[Excerpt from a dataset]
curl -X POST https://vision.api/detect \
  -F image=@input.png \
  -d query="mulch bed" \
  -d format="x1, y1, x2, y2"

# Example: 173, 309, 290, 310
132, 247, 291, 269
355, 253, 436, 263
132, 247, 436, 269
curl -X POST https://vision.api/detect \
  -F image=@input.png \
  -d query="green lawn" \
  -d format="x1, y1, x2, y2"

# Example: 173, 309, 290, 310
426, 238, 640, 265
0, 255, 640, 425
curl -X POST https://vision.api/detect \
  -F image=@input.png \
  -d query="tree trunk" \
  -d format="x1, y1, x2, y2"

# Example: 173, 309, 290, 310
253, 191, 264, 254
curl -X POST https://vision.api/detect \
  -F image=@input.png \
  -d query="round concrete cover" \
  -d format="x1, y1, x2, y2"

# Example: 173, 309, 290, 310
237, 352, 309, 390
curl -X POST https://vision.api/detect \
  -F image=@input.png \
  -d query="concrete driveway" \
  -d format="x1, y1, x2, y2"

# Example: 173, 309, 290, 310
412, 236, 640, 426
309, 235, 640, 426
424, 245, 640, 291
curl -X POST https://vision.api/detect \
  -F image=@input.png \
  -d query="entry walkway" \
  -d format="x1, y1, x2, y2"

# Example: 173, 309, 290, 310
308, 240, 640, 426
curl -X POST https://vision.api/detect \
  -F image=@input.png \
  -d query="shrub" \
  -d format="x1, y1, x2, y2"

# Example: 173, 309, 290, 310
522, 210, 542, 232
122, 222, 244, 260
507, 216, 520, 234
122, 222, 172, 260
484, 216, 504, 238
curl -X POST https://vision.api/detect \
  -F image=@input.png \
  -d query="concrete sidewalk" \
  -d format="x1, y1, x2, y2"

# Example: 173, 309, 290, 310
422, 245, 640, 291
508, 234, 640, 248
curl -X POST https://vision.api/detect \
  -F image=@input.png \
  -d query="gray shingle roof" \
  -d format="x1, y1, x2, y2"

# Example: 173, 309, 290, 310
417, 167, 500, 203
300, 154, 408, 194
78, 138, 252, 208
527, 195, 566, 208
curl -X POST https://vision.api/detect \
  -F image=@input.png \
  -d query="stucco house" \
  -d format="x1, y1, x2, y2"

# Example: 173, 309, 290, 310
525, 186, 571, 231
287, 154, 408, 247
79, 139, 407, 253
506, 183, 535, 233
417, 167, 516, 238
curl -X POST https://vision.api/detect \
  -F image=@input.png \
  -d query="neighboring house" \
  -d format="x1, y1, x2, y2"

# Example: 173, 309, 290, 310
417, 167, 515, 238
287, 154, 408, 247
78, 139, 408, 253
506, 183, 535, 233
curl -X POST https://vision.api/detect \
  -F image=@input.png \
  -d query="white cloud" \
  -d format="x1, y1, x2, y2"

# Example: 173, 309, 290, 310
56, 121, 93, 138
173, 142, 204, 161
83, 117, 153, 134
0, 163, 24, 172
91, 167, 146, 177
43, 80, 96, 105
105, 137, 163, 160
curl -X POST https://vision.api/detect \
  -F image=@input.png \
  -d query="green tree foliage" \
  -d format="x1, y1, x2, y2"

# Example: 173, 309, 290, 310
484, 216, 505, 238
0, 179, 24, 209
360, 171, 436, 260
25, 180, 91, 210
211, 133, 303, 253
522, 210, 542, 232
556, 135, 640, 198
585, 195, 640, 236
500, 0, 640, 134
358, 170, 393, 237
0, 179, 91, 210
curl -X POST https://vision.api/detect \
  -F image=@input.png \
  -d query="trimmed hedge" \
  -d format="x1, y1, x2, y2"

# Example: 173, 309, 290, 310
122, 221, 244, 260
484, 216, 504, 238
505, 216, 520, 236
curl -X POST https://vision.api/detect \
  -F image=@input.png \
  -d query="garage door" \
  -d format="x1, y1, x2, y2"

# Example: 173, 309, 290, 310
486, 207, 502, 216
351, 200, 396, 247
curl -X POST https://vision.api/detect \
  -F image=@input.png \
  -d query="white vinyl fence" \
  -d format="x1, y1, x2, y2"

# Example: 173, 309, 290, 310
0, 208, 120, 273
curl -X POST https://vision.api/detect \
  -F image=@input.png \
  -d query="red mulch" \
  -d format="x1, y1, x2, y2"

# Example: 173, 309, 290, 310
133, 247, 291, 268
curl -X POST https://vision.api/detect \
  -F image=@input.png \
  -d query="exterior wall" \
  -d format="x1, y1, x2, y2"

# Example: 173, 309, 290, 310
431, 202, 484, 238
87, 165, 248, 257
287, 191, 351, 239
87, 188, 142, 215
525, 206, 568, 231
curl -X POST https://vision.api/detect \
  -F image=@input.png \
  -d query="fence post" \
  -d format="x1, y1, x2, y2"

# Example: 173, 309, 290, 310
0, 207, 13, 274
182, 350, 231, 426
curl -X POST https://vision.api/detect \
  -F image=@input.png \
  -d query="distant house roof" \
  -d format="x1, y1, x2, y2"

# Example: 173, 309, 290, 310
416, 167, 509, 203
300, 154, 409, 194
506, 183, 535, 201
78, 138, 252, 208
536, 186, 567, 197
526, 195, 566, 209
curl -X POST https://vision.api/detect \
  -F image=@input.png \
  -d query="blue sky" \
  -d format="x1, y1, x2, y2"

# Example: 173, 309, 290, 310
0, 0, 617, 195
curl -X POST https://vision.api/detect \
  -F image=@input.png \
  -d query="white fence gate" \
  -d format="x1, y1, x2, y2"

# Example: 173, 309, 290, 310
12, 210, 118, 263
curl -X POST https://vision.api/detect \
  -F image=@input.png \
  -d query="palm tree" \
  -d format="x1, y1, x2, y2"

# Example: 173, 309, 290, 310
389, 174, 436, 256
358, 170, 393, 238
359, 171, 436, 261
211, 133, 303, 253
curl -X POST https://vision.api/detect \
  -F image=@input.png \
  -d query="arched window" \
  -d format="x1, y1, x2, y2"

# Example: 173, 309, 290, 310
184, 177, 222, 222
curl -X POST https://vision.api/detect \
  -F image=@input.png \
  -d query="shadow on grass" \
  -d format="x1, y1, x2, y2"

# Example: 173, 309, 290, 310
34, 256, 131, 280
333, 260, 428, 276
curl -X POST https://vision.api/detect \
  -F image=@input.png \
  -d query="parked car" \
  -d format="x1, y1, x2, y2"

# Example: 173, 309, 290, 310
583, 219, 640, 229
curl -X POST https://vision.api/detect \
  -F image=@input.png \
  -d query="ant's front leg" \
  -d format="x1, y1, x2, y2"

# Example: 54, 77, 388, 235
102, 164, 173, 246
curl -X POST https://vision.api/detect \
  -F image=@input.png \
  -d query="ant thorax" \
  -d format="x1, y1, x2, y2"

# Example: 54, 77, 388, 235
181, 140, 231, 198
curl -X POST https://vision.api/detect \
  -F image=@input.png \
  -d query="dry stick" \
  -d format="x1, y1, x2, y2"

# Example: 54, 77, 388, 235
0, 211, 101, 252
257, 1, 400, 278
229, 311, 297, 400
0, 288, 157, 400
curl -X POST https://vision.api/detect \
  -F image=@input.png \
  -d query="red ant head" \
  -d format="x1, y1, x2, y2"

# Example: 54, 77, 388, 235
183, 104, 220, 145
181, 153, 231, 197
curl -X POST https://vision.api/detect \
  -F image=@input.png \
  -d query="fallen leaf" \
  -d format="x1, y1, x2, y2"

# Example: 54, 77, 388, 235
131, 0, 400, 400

▸ What you need to do:
Write out the listing verbatim, starting from its first line and continuing through the line that contains "417, 167, 516, 238", including both ends.

▸ Output:
curl -X POST https://vision.api/detect \
  -F image=@input.png \
  -d query="mulch bed" \
  -d format="x1, y1, x2, y2"

# Example: 173, 309, 290, 310
132, 247, 291, 269
355, 253, 436, 263
132, 247, 436, 269
curl -X POST https://vision.api/detect \
  -F image=@input.png \
  -d query="green lawn" \
  -d format="x1, y1, x2, y2"

# Example: 173, 309, 290, 310
426, 238, 640, 265
0, 255, 640, 425
curl -X POST https://vision.api/detect \
  -F image=@input.png \
  -d query="tree trunk" \
  -d format="x1, y1, x2, y2"

# Example: 173, 309, 290, 310
253, 191, 264, 254
curl -X POST https://vision.api/detect \
  -F image=@input.png \
  -d query="round concrete cover" \
  -d format="x1, y1, x2, y2"

# Example: 173, 309, 290, 310
237, 352, 309, 390
curl -X POST https://vision.api/detect \
  -F image=@input.png \
  -d query="concrete driveway" \
  -d format="x1, y1, x2, y2"

# Example: 173, 309, 290, 310
412, 236, 640, 426
309, 235, 640, 426
424, 245, 640, 291
curl -X POST https://vision.api/detect \
  -F image=@input.png \
  -d query="entry walkway" \
  -d format="x1, y1, x2, y2"

# Example: 173, 309, 290, 310
308, 240, 640, 426
curl -X POST https://vision.api/detect \
  -F image=@input.png \
  -d query="shrub" \
  -d format="x1, y1, x2, y2"

# Example: 173, 309, 290, 310
522, 210, 542, 232
122, 222, 244, 260
507, 216, 520, 234
122, 222, 172, 260
484, 216, 504, 238
curl -X POST https://vision.api/detect \
  -F image=@input.png \
  -d query="concrete sidewalk" \
  -d format="x1, y1, x2, y2"

# Example: 173, 309, 290, 310
422, 245, 640, 291
508, 234, 640, 248
curl -X POST https://vision.api/detect \
  -F image=@input.png \
  -d query="gray shingle roof" \
  -d format="x1, y1, x2, y2"

# Example: 173, 309, 290, 310
417, 167, 500, 203
300, 154, 408, 194
78, 138, 252, 208
527, 195, 566, 208
curl -X POST https://vision.api/detect \
  -F image=@input.png \
  -d query="stucco house" \
  -d format="x1, y1, x2, y2"

# Example: 173, 309, 290, 310
525, 186, 571, 231
287, 154, 408, 247
79, 139, 407, 253
506, 183, 535, 233
417, 167, 516, 238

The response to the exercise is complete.